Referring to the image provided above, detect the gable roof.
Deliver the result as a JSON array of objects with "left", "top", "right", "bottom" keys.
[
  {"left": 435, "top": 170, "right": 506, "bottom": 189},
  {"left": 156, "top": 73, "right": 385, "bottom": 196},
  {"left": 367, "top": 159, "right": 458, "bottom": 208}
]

++++++

#### [Your goal]
A verbatim copy of every entry is needed.

#### [Result]
Referring to the image provided above, detect the gable roof.
Deliver the result as a JSON array of objects with "left", "top", "right", "bottom" keys.
[
  {"left": 435, "top": 170, "right": 506, "bottom": 189},
  {"left": 156, "top": 73, "right": 385, "bottom": 196},
  {"left": 367, "top": 159, "right": 458, "bottom": 208}
]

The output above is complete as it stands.